* **Problem requirements**
Check each line of the records below and collect those that include the word "gray".

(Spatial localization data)
- Opening Delimiter -
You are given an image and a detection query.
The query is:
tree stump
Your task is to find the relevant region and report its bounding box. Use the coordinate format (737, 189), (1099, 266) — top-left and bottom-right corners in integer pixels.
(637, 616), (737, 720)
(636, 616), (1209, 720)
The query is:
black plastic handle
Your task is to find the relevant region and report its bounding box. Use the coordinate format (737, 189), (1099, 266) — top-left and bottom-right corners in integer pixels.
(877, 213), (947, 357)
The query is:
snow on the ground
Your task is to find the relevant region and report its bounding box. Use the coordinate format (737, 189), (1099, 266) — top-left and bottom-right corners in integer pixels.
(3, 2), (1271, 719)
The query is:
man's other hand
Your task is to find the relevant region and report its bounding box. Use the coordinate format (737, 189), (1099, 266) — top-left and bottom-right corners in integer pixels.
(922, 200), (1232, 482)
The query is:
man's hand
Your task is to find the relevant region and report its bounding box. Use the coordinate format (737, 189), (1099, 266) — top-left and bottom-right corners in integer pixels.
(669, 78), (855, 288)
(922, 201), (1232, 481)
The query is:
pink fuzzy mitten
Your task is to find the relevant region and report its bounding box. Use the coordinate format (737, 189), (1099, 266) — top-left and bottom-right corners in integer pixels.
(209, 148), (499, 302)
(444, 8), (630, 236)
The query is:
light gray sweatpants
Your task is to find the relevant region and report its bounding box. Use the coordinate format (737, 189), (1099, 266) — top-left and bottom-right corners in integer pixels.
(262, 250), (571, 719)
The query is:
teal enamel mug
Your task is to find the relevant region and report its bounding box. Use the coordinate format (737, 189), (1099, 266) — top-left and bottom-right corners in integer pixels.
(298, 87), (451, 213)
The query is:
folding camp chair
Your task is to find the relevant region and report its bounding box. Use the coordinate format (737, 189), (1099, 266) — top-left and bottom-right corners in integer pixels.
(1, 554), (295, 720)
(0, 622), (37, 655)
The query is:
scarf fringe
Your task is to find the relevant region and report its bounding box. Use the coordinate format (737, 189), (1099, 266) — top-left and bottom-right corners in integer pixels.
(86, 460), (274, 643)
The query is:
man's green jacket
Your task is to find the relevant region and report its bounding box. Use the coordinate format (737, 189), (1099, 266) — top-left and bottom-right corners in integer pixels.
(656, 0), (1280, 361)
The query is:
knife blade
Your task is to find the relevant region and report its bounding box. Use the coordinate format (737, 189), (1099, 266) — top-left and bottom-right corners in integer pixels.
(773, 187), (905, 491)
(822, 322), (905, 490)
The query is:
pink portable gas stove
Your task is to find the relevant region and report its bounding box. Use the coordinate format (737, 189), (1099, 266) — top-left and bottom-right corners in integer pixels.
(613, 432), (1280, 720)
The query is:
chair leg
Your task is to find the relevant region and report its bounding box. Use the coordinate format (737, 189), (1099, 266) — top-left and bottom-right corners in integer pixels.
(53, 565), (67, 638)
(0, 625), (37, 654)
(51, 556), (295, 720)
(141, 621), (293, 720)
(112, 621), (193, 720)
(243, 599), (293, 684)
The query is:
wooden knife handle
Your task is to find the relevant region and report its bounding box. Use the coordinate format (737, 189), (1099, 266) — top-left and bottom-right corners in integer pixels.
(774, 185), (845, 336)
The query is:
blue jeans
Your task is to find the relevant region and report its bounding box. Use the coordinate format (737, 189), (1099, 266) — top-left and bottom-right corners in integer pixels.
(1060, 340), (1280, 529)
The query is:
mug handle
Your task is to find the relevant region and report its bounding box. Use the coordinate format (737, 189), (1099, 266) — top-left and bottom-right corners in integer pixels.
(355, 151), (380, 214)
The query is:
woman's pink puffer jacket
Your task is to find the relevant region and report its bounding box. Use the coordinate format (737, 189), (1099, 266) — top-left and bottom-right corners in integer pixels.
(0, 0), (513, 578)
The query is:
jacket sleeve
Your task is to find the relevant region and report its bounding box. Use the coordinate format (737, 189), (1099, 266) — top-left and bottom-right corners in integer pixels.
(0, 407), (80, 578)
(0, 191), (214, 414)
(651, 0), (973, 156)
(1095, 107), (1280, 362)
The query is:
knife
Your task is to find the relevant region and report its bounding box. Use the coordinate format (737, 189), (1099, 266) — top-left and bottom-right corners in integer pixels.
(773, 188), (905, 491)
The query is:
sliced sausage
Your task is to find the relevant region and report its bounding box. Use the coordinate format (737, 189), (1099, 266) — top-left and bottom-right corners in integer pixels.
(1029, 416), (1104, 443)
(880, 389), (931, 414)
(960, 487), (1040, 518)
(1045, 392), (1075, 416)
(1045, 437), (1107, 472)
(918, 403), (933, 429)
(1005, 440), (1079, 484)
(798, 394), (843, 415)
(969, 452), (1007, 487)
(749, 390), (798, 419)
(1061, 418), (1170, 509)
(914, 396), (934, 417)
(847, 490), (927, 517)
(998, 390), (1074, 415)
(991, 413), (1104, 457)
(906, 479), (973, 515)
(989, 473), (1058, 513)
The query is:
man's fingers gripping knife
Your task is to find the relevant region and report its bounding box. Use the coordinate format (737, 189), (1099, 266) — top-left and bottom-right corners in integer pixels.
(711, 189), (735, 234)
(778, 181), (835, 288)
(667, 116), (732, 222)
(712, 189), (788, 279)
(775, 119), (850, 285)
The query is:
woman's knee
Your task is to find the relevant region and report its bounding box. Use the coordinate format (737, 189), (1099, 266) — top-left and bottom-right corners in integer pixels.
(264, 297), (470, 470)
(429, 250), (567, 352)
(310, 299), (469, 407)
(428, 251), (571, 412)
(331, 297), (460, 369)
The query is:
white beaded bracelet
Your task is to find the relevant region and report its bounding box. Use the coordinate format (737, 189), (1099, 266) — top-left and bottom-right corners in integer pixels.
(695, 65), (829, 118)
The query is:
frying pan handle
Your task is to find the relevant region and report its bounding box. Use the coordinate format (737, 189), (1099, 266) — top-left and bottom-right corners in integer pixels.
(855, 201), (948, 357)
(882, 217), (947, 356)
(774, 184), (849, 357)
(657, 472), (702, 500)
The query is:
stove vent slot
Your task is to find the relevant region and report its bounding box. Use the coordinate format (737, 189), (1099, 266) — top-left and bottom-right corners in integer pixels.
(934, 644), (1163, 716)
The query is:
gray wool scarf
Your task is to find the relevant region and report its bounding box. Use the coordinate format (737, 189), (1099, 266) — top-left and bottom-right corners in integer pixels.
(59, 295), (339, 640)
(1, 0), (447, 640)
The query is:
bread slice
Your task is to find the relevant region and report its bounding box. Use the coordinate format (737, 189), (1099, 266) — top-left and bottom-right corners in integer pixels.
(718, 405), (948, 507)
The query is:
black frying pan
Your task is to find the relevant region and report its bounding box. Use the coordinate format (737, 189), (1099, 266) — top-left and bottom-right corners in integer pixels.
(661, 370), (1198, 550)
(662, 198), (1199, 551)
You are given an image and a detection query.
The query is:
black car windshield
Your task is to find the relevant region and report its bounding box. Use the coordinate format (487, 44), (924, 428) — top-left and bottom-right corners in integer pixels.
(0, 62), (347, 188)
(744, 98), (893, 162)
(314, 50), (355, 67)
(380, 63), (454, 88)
- Closing Delimiter -
* **Your solution**
light gray sweatpants
gray wool scarf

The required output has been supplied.